TASK STATEMENT
Which lines in the records below contain the string "ceiling"? Pick out each of those lines and copy it.

EXERCISE MATERIAL
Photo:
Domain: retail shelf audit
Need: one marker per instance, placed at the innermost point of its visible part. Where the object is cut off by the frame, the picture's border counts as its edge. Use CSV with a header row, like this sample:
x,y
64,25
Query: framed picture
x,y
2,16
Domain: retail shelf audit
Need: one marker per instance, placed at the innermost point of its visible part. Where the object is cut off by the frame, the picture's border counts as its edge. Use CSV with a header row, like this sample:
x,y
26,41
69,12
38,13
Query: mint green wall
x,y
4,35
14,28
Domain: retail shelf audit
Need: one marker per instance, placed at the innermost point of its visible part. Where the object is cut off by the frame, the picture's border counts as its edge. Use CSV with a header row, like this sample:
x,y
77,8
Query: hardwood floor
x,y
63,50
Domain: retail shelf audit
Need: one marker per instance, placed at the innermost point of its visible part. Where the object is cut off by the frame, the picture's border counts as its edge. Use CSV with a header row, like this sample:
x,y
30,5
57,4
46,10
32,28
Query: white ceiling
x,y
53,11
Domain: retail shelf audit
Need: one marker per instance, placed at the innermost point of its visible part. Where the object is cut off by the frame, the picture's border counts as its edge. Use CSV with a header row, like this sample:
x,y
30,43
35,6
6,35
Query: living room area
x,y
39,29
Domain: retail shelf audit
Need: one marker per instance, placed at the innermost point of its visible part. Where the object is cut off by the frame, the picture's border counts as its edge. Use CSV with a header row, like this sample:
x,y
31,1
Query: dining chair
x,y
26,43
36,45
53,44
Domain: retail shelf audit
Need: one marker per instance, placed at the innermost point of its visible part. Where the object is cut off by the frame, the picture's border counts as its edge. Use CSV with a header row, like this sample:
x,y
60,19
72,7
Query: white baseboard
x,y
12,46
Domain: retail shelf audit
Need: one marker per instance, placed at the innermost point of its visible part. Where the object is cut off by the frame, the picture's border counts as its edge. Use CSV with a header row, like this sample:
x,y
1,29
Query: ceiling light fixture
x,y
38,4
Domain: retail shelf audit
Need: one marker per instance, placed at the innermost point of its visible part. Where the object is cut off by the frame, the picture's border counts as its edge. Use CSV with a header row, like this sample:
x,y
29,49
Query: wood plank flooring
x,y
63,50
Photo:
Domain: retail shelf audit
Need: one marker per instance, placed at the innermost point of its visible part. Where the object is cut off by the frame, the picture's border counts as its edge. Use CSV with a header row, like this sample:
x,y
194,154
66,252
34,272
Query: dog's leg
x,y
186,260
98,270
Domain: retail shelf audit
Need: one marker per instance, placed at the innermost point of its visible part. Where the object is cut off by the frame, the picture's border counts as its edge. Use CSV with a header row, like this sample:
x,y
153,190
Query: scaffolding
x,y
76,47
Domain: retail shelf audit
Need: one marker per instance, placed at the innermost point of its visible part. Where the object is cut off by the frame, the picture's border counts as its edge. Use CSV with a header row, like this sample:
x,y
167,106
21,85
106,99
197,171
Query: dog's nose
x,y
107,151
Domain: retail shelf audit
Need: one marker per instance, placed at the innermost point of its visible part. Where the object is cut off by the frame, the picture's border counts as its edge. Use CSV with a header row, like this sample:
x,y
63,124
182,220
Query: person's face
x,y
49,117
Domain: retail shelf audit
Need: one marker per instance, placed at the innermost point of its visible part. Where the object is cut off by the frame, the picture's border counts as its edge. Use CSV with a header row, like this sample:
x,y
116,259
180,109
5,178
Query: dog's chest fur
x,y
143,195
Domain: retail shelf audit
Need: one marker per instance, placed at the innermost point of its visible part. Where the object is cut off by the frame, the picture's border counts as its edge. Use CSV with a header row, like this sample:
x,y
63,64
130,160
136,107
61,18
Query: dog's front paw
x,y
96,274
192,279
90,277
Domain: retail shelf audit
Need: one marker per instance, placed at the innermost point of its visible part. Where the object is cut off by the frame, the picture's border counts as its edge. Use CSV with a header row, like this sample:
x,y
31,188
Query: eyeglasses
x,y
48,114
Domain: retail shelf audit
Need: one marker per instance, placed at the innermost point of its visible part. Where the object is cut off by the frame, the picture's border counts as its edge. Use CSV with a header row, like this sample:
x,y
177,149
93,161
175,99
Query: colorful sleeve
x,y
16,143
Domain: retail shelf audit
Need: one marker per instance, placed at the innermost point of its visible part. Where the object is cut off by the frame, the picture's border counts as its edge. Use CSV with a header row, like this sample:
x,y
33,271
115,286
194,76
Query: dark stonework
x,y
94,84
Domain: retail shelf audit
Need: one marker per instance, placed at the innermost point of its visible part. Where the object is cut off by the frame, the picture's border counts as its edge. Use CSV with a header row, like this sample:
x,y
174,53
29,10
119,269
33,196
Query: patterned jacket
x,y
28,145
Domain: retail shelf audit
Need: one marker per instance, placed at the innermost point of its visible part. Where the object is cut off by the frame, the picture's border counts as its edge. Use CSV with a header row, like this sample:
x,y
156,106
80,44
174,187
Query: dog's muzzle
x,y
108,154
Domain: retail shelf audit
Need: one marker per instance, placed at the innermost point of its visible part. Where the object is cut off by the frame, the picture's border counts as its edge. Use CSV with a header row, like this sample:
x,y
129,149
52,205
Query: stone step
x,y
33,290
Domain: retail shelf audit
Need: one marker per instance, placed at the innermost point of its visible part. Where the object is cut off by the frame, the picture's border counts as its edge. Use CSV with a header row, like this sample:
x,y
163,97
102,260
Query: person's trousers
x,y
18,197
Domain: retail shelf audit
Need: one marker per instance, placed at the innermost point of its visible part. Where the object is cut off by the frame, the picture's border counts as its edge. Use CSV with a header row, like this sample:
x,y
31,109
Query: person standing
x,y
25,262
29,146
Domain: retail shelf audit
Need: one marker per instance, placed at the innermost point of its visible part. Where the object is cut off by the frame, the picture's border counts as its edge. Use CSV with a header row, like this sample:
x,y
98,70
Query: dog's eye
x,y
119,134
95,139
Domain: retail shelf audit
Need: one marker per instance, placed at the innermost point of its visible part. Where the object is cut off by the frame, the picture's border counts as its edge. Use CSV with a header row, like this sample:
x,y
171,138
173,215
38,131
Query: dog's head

SOLVED EXERCISE
Query: white ceiling
Query: ceiling light fixture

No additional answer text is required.